• [文書の抜粋]:
►

次に、第３の生成部１０３−３の処理動作について図１４に示すフローチャートを参照して説明する。
【００４１】
第３の生成部１０３−３は、抄録生成制御部１０１から受け取った記事ＩＤを用いて、記事格納部５１から記事本文を取り出し（ステップＳ４０）、図１２に示したユーザプロファイルを用いた段落類似度算出処理を行って、全ての段落の類似度を算出し、第３の生成部１０３−２に割り当てられた検索結果格納部５３の所定の記憶領域に、例えば、図１３に示すように記憶される（ステップＳ４１）。
【００４２】
その結果をもとに、次に、例えば、段落の総数を３で割った値（整数）の数だけ、類似度の最も大きい段落から順に取り出す。段落の総数を「３」で割った値を用いることにより、約１／３の長さの抄録を生成することができる（ステップＳ４２）。例えば、記事の全体が１４の段落からなる場合には、類似度の最も高い段落から４つの段落が取り出されることになる。このように第３の生成部１０３−３は、雑誌の記事のように、記事全体の長さが長い場合に、利用者が関心のある情報が含まれると考えられる段落を取り出して抄録を作成する処理を行なっている。
【００４３】
なお、段落の総数を割る値は「３」に限るものではなく、他の値でもよい。また、利用者が予め指定した値を設定するようにすることも容易に実現できる。

◄

• [抜粋データ]:
►

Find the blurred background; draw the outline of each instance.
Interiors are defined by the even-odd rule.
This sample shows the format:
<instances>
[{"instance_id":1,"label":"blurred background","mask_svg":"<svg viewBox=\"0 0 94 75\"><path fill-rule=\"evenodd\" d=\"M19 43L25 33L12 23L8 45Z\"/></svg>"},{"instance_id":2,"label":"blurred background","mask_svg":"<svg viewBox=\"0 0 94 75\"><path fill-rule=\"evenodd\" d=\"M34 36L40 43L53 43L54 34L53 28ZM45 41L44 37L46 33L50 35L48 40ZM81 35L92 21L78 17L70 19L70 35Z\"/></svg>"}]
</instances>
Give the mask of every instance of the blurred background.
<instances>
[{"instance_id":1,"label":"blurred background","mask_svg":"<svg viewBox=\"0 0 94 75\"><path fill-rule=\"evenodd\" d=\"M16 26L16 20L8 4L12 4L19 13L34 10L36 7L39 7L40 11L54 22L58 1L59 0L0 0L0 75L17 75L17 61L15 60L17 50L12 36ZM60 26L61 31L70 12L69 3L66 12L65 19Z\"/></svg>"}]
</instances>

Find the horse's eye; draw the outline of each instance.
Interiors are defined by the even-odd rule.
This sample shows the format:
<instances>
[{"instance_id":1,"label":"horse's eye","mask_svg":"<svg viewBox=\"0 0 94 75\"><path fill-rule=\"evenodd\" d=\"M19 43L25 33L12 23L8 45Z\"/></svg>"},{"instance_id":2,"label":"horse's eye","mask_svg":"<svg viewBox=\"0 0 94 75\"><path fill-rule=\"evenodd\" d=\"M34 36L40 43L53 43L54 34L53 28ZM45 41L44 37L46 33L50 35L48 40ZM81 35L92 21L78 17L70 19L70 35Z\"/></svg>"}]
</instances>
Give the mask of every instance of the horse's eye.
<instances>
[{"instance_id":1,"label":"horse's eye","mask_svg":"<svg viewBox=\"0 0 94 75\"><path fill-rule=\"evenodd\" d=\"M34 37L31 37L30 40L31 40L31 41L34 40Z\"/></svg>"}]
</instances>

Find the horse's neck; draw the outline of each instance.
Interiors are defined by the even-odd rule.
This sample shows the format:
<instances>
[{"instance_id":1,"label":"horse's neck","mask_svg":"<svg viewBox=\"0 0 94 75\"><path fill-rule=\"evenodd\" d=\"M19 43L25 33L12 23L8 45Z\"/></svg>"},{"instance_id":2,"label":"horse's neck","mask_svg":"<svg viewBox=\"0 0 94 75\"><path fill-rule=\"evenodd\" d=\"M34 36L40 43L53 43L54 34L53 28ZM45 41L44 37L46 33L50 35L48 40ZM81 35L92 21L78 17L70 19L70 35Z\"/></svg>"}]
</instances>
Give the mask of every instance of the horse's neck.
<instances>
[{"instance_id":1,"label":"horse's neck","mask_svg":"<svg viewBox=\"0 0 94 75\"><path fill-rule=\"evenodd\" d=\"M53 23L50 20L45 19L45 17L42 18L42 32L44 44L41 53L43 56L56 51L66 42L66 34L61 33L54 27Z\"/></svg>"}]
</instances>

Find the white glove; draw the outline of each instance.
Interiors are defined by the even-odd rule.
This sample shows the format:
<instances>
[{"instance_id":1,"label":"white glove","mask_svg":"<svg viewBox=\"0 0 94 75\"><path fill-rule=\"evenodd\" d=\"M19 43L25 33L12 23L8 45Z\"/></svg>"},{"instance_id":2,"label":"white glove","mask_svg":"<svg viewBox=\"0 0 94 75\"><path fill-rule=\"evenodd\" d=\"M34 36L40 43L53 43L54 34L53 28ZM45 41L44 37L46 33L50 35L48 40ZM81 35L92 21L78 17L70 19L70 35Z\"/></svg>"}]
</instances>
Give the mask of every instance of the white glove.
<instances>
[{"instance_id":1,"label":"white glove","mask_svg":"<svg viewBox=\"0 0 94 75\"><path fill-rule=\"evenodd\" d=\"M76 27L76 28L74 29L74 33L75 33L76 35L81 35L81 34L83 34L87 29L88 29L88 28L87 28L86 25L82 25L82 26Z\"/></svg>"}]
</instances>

◄

• [指示]:
1. 抄録生成に関する文章をもとに、次の問いに答えよ。
(a) 第３の生成部１０３−３は、記事本文をどこから取り出すか。
(b) 記事の全体が１４の段落からなる場合、いくつの段落が取り出されるか。
(c) 段落の総数を割る値について、他の値でもよいこと以外に、何を設定することも容易に実現できるとされているか。
2. 抄録生成に関する文章のうち、「次に、第３の生成部１０３−３」から「することも容易に実現できる。」までのすべてを一字一句そのまま書き写せ。

• [課題別の解答]:
1.
(a) 記事格納部５１
(b) ４つ
(c) 利用者が予め指定した値

2.
次に、第３の生成部１０３−３の処理動作について図１４に示すフローチャートを参照して説明する。
【００４１】
第３の生成部１０３−３は、抄録生成制御部１０１から受け取った記事ＩＤを用いて、記事格納部５１から記事本文を取り出し（ステップＳ４０）、図１２に示したユーザプロファイルを用いた段落類似度算出処理を行って、全ての段落の類似度を算出し、第３の生成部１０３−２に割り当てられた検索結果格納部５３の所定の記憶領域に、例えば、図１３に示すように記憶される（ステップＳ４１）。
【００４２】
その結果をもとに、次に、例えば、段落の総数を３で割った値（整数）の数だけ、類似度の最も大きい段落から順に取り出す。段落の総数を「３」で割った値を用いることにより、約１／３の長さの抄録を生成することができる（ステップＳ４２）。例えば、記事の全体が１４の段落からなる場合には、類似度の最も高い段落から４つの段落が取り出されることになる。このように第３の生成部１０３−３は、雑誌の記事のように、記事全体の長さが長い場合に、利用者が関心のある情報が含まれると考えられる段落を取り出して抄録を作成する処理を行なっている。
【００４３】
なお、段落の総数を割る値は「３」に限るものではなく、他の値でもよい。また、利用者が予め指定した値を設定するようにすることも容易に実現できる。